### Trecho
Mas e o caso dos licenciados que não tinham problemas de saúde?

Estamos instalando um serviço médico qualificado no tribunal. Todo servidor, a partir de agora, não mais será submetido a exames no Departamento de Saúde do Executivo. Agora é aqui mesmo. Meu antecessor (Vallim Bellocchi) enviou projeto à Assembleia criando 10 vagas para médicos e mais 20 para enfermeiras. Só tínhamos duas vagas, uma para clínico geral, outra para psiquiatra.

Psiquiatra?

Quem mais trabalha aqui é o psiquiatra. E com juiz mesmo. O juiz sofre um desgaste extraordinário, ele é estressado. O juiz trabalha só com a cabeça. A cabeça tem limite. O pedreiro trabalha 10 horas, carrega tijolo, saco de cimento, massa, argamassa. Chega em casa, toma um banho, dorme e no outro dia está inteiro. O juiz tem que resolver os problemas dos outros. Às vezes não resolve os problemas dele, que ficam de lado. Então, há um esgotamento mental muito grande.

Como funcionava a máquina de licenças médicas?

Bem, era tudo lastreado em atestado. Mesmo quem estava morando fora do País e recebia os salários via bancária. Agentes de segurança, motoristas, oficiais de Justiça, escreventes, auxiliares. Todas as funções. Mas agora a avaliação para concessão de licença saúde será feita pelos médicos do Tribunal de Justiça.

Quantos voltaram ao serviço?

Refizemos todas as perícias e constatamos que 43% tinham condições de voltar ao trabalho. Demos um prazo para o retorno, para que reassumissem o serviço sob pena de perda do cargo. Trinta dias consecutivos fora do serviço pode provocar processo administrativo disciplinar por abandono de cargo. É a sanção. Outros foram direto para a aposentadoria. A junta médica que formamos verificou que eram casos efetivos de aposentadoria. E um outro grupo teve suas licenças prorrogadas.

Haverá punições administrativas?

Eles estavam acobertados por laudo médico do Departamento de Saúde do Estado. Vai fazer o quê? Não vejo nenhuma produtividade em se abrir processo disciplinar ou representar contra os médicos do Estado. Fizemos um apanhado geral, sem individualização de cada um. Só de voltarem já vejo aí uma sanção, uma punição. E muitos voltaram espontaneamente. Foi só fiscalizar, avaliar. Não posso ficar olhando para o retrovisor, eu olho para o para-brisas. Mais de dois mil servidores já retomaram suas atividades. Não pretendo fazer auditorias, não vou fazer caça às bruxas. Quero aperfeiçoar o atendimento ao jurisdicionado. Para isso preciso de pessoal. E pessoal bem remunerado. Nossos funcionários reclamam com razão. Não querem aumento, querem reposição. Temos inflação. Pequena, mas temos.

### Tarefas obrigatórias
• A. Cite o trecho entre "Bem, era tudo" e "suas licenças prorrogadas.", inclusive.
• B. Por favor, indique se cada afirmação concorda com o trecho, respondendo sim ou não e citando as palavras dele que decidem: (i) As perícias refeitas constataram que 43% tinham condições de voltar ao trabalho. (ii) O trecho afirma que serão feitas auditorias. (iii) Segundo o trecho, os funcionários querem aumento.
• C. No trecho, liste todas as funções enumeradas logo depois de "recebia os salários via bancária".
Os dados que aparecem a seguir têm outra origem.

### Dados extraídos
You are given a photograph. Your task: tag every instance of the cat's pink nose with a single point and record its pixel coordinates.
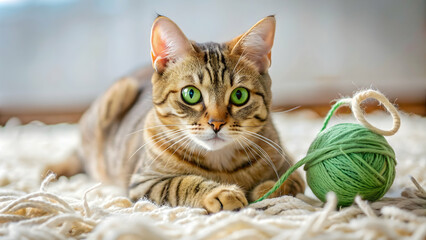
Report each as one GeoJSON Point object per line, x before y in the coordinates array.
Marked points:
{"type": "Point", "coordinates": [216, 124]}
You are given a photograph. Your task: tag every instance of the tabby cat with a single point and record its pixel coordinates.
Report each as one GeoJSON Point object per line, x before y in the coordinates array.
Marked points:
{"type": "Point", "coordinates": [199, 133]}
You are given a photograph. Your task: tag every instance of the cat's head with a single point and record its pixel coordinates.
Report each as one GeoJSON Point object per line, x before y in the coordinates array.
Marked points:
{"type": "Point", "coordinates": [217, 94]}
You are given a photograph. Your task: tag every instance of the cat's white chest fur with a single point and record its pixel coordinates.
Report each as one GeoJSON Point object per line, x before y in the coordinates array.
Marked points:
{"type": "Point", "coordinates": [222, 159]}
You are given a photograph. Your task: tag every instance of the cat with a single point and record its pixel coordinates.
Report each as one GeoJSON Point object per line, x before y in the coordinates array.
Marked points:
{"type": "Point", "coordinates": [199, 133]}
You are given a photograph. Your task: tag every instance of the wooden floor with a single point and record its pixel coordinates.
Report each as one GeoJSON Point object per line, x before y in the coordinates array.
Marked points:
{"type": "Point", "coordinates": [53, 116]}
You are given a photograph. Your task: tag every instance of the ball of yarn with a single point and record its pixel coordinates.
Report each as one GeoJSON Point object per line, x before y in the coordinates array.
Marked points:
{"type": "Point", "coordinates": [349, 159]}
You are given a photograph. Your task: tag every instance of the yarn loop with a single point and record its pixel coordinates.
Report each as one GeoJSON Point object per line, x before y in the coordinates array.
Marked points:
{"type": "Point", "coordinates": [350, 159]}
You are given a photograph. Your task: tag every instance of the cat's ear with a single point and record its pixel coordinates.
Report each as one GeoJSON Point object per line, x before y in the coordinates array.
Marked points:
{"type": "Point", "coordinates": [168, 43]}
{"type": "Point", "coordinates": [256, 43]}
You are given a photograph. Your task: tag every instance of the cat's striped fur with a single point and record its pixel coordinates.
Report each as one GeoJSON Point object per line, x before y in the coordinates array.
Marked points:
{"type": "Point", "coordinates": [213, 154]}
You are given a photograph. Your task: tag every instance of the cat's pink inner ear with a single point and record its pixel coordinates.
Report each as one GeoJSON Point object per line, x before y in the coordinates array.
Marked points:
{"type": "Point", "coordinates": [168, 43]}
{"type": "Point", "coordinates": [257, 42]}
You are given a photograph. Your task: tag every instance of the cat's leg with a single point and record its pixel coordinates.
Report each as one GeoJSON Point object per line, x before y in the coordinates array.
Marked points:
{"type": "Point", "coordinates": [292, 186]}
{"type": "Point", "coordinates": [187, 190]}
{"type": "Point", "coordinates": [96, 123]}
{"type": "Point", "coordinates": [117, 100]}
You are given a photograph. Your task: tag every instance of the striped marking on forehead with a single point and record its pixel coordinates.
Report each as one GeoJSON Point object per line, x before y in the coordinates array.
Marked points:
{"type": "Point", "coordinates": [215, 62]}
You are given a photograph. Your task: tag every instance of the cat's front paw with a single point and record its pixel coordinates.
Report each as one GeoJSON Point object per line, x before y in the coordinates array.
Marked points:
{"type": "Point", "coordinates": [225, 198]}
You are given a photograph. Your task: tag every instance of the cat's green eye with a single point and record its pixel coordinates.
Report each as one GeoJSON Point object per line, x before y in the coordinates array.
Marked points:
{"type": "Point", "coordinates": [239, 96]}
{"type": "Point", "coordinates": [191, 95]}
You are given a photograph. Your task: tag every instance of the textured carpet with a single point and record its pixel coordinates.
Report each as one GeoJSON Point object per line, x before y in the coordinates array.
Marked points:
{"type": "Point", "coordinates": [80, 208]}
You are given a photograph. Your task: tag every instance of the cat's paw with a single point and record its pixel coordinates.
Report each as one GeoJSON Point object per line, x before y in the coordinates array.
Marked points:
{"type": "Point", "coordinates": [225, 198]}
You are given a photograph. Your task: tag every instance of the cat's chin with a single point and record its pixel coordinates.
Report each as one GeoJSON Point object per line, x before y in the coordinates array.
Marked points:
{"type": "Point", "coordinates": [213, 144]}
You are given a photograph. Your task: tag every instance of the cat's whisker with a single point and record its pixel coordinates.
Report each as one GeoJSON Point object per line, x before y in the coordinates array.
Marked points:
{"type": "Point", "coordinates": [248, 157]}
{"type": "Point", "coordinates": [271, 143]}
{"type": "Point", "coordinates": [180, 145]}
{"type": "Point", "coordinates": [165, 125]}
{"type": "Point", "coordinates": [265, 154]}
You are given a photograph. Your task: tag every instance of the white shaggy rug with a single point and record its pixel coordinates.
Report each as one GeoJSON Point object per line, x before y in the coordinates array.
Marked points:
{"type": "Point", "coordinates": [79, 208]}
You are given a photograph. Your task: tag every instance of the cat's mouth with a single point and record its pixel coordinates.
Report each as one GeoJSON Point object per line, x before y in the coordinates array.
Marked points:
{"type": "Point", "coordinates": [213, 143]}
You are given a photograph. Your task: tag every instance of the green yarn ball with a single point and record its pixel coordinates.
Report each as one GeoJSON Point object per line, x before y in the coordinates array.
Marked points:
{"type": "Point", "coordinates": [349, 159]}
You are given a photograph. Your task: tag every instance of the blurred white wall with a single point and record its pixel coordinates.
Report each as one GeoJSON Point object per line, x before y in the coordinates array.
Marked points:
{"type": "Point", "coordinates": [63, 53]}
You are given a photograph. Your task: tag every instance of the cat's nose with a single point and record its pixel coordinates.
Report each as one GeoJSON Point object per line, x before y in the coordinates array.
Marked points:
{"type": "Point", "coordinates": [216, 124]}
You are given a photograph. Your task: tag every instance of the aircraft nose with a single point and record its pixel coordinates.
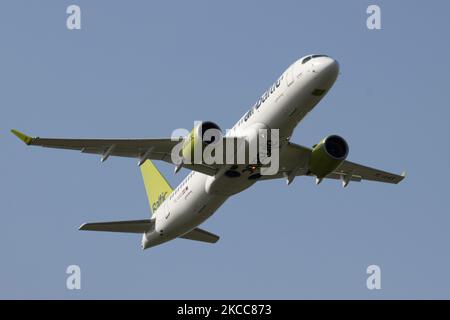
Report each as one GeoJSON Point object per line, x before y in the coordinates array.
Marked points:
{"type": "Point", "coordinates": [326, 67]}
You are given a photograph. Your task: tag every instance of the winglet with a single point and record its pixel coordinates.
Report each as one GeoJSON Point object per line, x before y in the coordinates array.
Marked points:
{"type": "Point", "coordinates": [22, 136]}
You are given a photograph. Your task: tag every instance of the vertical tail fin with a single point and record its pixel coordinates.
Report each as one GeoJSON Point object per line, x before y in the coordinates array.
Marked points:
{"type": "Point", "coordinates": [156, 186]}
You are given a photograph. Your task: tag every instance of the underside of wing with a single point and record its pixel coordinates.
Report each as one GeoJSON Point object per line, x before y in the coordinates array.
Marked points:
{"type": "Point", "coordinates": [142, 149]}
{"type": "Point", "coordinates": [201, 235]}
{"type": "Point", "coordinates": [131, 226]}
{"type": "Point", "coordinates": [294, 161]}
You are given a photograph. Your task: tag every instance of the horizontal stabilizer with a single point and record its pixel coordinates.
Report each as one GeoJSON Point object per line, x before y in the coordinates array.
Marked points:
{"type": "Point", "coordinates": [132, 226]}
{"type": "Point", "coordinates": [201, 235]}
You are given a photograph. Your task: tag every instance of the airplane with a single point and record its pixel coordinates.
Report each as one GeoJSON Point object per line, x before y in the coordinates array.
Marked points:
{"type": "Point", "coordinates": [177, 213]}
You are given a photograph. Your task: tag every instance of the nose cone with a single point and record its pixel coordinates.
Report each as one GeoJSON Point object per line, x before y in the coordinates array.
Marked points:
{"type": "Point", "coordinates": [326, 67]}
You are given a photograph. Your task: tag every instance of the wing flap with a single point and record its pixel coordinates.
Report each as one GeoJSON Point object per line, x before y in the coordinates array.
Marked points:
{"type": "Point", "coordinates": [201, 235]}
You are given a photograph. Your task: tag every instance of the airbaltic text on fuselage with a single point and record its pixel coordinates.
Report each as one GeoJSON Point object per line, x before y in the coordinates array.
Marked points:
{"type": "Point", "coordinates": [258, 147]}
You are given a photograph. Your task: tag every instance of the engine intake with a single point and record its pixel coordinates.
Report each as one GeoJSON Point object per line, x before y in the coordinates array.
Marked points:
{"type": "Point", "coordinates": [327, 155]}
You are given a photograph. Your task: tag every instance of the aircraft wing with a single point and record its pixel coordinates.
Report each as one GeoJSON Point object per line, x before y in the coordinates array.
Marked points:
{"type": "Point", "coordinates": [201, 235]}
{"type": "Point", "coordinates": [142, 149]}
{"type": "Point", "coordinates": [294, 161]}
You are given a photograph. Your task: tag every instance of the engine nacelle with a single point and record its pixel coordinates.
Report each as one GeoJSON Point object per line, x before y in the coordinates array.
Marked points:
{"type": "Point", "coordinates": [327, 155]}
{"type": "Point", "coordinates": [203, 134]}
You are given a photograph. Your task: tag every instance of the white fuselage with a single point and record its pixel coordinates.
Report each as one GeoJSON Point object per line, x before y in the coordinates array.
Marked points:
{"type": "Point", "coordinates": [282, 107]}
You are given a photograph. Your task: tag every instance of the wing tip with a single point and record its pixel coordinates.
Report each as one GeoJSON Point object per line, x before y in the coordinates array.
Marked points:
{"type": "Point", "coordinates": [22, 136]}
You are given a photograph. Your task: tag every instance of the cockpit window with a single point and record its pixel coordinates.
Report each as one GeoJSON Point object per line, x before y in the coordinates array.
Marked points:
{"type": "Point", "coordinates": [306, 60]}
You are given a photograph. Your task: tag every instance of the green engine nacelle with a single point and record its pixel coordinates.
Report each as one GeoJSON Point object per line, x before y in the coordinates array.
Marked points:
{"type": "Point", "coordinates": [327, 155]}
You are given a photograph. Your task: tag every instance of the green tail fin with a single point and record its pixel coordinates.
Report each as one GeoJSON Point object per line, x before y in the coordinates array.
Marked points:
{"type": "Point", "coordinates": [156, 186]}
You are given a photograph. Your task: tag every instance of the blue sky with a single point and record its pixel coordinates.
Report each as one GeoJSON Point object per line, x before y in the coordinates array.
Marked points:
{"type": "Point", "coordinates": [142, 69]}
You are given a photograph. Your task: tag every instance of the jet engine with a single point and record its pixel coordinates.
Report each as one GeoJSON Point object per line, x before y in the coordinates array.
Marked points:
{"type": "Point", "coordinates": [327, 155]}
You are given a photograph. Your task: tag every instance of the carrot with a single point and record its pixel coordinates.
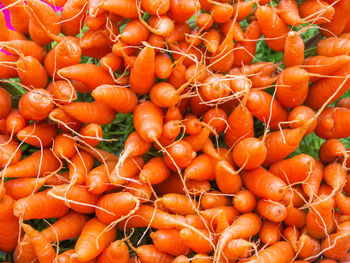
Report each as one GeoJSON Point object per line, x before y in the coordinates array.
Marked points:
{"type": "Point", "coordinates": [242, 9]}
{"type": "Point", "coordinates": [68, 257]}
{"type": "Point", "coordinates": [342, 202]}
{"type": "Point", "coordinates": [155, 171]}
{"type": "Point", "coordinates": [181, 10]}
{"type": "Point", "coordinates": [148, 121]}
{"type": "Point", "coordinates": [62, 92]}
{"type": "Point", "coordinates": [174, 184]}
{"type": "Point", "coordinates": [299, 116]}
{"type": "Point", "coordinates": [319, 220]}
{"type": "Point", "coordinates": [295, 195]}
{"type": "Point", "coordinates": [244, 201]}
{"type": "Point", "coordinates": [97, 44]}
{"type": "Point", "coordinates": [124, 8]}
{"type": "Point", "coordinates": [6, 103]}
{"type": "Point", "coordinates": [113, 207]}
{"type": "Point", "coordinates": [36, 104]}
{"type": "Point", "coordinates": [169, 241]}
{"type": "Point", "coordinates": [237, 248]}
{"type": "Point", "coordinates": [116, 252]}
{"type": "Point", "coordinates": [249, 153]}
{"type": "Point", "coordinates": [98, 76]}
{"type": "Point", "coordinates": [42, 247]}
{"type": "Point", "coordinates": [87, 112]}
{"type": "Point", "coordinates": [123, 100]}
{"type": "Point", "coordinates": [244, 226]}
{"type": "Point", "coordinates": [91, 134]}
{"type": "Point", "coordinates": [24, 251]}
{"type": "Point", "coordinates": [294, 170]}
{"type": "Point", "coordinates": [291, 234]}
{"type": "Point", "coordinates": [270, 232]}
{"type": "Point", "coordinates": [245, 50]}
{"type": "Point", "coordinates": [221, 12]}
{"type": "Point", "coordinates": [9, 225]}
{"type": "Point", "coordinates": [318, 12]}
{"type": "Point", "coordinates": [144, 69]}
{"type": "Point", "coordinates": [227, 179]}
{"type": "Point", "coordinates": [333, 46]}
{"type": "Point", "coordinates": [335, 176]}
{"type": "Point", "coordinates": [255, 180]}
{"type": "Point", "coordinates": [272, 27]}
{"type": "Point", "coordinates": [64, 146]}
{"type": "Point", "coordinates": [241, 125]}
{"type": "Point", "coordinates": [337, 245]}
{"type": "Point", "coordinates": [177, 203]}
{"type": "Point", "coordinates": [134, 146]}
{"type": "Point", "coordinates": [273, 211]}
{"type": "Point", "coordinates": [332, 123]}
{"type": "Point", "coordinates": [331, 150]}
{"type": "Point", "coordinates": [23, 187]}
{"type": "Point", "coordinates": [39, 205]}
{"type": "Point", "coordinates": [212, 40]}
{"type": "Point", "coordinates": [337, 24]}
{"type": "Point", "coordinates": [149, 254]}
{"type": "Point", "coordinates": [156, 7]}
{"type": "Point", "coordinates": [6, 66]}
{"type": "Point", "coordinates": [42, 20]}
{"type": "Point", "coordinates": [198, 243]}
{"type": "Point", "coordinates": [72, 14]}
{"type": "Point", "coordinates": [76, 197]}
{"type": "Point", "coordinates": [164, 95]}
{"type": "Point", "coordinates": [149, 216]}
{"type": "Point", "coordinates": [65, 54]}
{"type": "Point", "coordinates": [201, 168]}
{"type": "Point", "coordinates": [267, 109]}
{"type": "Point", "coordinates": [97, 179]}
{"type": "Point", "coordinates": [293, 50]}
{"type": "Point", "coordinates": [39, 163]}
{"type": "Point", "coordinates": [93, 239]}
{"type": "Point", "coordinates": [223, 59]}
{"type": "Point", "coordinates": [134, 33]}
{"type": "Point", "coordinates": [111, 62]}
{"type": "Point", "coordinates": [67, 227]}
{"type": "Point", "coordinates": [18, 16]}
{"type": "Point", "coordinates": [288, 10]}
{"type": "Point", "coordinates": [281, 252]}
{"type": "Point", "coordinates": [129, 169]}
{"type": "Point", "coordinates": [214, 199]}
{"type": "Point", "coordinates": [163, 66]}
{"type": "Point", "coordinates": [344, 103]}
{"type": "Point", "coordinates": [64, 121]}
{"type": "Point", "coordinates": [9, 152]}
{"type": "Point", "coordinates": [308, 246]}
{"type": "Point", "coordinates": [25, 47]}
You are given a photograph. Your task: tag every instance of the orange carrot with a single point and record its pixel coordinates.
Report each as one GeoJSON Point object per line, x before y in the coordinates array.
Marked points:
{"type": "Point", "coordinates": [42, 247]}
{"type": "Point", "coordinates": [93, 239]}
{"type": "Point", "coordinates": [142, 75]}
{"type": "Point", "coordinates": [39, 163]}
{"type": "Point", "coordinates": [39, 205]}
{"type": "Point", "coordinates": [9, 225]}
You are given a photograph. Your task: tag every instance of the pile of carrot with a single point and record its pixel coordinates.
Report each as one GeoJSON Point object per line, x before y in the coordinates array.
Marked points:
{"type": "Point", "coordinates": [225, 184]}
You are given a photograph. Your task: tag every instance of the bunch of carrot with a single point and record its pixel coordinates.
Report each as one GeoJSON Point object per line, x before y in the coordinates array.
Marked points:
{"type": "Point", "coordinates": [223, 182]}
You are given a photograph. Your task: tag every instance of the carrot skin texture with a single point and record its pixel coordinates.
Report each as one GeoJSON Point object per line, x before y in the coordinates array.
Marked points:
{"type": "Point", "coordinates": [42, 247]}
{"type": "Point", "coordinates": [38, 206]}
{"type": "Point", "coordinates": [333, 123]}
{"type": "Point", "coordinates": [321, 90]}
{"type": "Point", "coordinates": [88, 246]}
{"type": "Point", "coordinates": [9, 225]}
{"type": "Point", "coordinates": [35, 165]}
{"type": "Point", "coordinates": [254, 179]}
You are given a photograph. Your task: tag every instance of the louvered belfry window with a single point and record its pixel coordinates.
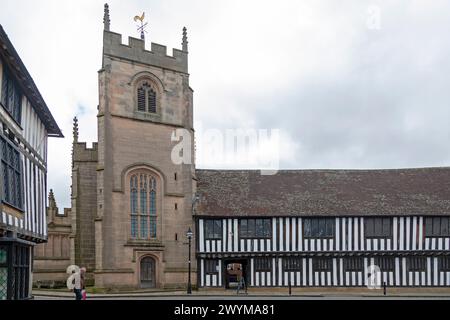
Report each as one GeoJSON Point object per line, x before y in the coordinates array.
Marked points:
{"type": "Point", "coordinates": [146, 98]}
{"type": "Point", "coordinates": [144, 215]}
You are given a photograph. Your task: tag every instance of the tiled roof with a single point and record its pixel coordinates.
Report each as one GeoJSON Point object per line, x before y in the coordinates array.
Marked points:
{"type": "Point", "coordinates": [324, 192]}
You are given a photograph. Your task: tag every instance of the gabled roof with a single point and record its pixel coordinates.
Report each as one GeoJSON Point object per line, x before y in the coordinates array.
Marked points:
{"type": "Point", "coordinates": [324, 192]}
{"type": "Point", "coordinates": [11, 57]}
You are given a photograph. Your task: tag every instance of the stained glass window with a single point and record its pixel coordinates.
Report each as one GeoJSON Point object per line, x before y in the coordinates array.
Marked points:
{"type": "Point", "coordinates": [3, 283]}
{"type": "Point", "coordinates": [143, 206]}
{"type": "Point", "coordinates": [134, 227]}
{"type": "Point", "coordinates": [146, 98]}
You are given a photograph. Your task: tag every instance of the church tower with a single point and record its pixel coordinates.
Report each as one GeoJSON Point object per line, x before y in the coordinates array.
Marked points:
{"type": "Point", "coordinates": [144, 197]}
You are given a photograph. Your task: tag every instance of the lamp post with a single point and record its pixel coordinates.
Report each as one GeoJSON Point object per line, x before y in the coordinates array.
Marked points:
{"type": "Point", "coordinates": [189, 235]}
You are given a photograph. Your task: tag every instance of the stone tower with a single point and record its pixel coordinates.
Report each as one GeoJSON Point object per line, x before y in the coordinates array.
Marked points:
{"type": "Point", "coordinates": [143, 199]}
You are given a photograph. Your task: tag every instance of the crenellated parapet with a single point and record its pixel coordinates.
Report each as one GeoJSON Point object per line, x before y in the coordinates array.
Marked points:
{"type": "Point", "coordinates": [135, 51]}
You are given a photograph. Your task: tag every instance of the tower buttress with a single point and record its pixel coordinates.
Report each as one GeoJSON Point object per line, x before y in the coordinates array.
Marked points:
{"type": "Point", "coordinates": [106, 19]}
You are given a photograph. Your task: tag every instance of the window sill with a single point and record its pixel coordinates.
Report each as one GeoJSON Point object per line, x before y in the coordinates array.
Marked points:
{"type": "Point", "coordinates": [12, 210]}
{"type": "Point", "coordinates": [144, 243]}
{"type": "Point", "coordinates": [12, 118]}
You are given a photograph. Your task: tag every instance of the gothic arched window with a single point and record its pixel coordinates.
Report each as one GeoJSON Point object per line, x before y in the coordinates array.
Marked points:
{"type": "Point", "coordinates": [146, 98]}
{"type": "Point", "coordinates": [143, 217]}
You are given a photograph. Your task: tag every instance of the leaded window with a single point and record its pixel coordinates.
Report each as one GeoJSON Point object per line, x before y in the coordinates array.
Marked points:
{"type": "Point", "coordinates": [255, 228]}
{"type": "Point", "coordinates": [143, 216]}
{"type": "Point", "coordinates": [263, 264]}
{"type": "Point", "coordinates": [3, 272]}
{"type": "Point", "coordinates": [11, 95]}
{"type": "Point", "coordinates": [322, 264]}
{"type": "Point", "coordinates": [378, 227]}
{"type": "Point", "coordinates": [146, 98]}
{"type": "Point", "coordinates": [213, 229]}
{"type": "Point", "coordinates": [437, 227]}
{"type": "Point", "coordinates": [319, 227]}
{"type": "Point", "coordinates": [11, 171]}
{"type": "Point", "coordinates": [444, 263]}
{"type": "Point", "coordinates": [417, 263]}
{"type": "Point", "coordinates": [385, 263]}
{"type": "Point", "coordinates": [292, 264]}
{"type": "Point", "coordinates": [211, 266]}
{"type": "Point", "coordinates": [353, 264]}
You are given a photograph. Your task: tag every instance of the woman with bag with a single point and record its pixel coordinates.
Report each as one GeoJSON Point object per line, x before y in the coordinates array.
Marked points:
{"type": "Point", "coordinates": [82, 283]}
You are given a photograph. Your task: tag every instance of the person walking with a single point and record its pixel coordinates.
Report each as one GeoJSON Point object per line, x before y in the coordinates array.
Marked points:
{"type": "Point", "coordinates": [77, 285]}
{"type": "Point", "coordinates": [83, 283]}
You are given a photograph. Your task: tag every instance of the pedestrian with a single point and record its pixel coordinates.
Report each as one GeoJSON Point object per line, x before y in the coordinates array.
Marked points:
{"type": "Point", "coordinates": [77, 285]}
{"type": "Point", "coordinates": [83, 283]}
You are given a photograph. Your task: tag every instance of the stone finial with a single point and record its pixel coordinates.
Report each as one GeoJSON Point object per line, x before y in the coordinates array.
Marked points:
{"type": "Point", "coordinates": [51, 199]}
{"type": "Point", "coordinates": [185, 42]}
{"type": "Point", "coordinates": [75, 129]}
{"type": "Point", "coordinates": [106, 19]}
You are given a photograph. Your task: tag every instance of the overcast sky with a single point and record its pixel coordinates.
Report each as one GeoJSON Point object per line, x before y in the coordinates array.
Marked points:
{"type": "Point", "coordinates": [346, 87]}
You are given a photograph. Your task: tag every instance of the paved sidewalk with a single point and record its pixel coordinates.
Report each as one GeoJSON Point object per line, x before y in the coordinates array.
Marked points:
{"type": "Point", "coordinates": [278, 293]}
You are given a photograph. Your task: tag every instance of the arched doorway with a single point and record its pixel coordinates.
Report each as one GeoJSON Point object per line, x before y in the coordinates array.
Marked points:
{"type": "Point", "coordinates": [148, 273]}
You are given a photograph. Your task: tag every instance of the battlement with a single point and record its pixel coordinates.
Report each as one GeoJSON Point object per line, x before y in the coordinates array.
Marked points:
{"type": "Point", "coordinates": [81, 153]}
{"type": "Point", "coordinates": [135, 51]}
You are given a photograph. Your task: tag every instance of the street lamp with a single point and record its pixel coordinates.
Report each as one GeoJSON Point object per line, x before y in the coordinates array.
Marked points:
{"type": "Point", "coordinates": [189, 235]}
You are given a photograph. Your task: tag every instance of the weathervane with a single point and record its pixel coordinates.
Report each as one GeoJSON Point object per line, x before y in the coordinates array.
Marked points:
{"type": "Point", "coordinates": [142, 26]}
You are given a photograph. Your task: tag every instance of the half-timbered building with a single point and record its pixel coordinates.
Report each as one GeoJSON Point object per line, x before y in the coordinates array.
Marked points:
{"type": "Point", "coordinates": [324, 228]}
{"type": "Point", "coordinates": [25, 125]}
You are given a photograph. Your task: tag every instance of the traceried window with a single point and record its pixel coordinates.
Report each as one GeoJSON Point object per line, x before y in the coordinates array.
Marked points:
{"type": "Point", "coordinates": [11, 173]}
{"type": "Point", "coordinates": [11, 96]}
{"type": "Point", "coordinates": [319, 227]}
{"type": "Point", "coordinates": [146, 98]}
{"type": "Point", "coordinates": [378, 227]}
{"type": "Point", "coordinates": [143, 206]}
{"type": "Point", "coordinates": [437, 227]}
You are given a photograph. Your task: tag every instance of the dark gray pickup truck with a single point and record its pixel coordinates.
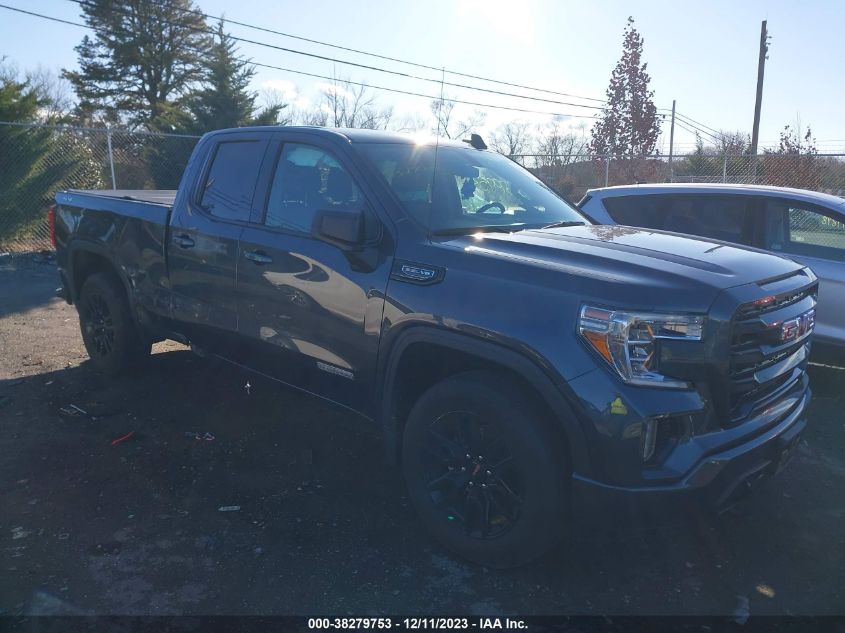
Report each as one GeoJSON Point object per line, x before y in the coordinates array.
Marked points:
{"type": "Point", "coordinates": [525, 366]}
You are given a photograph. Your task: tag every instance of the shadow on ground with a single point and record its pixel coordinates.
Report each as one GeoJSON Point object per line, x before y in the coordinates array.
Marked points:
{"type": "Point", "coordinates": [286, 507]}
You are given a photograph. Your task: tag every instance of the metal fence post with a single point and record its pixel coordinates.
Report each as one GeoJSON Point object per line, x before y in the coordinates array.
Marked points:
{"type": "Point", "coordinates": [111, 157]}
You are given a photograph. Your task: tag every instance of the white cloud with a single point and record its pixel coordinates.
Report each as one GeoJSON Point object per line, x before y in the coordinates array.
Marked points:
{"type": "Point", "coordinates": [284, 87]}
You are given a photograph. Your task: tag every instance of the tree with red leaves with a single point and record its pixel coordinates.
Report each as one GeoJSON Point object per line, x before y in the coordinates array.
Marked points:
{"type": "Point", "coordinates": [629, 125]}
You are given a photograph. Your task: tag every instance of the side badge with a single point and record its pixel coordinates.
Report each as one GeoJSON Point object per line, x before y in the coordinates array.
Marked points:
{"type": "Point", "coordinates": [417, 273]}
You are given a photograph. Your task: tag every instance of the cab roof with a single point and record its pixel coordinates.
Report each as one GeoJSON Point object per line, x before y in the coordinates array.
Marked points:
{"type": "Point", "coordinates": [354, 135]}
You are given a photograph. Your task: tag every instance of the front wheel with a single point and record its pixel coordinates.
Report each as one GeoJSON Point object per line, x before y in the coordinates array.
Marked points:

### Respostas
• A.
Bem, era tudo lastreado em atestado. Mesmo quem estava morando fora do País e recebia os salários via bancária. Agentes de segurança, motoristas, oficiais de Justiça, escreventes, auxiliares. Todas as funções. Mas agora a avaliação para concessão de licença saúde será feita pelos médicos do Tribunal de Justiça.

Quantos voltaram ao serviço?

Refizemos todas as perícias e constatamos que 43% tinham condições de voltar ao trabalho. Demos um prazo para o retorno, para que reassumissem o serviço sob pena de perda do cargo. Trinta dias consecutivos fora do serviço pode provocar processo administrativo disciplinar por abandono de cargo. É a sanção. Outros foram direto para a aposentadoria. A junta médica que formamos verificou que eram casos efetivos de aposentadoria. E um outro grupo teve suas licenças prorrogadas.

• B.
(i) Sim: "constatamos que 43% tinham condições de voltar ao trabalho".
(ii) Não: "Não pretendo fazer auditorias".
(iii) Não: "Não querem aumento, querem reposição."

• C. Agentes de segurança, motoristas, oficiais de Justiça, escreventes e auxiliares.